DESCRIPTION OF THE TASK =>
Gather every line below that contains the string "shorts", treating uppercase and lowercase as different, and copy each one in full.

Items from a labeling collection =>
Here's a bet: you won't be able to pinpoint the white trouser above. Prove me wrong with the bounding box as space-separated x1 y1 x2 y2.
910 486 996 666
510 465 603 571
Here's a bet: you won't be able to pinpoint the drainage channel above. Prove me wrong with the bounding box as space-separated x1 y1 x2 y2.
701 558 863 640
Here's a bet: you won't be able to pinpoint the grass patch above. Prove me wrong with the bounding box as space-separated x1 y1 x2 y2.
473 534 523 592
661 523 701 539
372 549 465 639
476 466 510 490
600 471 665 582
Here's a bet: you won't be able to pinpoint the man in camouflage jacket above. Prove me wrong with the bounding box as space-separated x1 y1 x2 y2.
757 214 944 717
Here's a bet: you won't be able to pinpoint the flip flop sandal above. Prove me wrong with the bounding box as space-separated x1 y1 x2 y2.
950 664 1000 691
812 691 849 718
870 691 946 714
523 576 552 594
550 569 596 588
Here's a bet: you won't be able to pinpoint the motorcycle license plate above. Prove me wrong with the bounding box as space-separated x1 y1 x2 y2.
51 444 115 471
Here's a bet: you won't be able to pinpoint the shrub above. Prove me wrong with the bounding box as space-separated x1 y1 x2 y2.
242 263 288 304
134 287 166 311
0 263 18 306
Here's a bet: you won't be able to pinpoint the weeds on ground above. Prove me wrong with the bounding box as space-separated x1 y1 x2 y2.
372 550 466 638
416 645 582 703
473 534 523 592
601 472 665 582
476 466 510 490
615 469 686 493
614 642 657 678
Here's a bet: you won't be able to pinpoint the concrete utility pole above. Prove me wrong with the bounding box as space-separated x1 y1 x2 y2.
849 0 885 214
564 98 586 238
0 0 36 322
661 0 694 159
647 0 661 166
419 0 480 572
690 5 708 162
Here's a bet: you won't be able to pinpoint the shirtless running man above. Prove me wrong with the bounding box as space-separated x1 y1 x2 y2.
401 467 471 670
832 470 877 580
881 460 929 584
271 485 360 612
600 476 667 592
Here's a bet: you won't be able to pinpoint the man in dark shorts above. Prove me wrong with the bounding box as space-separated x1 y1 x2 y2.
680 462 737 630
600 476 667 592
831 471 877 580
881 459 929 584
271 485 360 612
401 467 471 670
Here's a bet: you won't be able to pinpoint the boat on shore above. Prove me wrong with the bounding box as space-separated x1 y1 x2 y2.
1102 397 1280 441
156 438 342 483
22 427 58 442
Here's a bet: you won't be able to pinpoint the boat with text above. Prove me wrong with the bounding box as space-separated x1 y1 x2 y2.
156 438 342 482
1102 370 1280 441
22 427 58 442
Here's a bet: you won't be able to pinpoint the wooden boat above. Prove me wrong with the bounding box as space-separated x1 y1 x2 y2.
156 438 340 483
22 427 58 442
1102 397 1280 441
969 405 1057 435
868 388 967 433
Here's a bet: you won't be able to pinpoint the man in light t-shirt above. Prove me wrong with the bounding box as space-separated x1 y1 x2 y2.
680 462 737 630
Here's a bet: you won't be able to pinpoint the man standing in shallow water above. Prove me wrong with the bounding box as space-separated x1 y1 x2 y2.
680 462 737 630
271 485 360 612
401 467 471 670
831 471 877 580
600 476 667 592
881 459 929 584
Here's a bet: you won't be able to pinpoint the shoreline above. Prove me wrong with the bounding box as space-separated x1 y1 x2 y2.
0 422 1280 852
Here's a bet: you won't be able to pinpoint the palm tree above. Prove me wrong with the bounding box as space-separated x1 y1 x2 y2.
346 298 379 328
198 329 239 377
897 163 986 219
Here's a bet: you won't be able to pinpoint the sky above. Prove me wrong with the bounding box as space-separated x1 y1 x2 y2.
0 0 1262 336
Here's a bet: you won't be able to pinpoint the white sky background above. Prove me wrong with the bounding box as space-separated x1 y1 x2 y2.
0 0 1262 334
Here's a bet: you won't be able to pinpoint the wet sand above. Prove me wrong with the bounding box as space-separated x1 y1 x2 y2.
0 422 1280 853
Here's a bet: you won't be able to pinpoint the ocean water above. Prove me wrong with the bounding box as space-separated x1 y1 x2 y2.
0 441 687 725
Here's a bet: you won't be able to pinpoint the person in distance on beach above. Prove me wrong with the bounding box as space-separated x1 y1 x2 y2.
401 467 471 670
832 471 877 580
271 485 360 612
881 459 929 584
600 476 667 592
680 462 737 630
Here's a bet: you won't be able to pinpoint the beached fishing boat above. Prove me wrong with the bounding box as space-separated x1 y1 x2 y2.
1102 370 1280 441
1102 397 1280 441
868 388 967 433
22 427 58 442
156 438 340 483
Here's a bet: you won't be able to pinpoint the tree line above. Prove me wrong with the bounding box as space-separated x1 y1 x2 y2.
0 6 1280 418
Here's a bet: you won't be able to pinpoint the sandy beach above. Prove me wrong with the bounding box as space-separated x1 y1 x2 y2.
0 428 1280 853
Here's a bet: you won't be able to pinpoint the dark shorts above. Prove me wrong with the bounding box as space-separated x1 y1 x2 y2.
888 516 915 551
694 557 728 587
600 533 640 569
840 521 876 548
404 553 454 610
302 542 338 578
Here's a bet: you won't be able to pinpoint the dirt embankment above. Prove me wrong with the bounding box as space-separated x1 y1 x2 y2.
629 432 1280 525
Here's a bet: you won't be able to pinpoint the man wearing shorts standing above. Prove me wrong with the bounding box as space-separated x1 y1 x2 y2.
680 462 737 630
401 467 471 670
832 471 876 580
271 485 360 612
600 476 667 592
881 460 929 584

TASK SOLUTION =>
Here's a bet: you won't be able to pinpoint the man in dark shorts above. Prove me wrong with the bounding box as space-separated x1 y1 x2 y2.
Here's a bet: you won't be able to pinpoint the dark shorts above. Prove me wrong with the bounding box as space-separated x1 y1 x2 y2.
Here's a bet: you won't be able to pinpoint the man wearing shorts standing above. Prove me wrong with the bounding box as space-separated x1 y1 x2 y2.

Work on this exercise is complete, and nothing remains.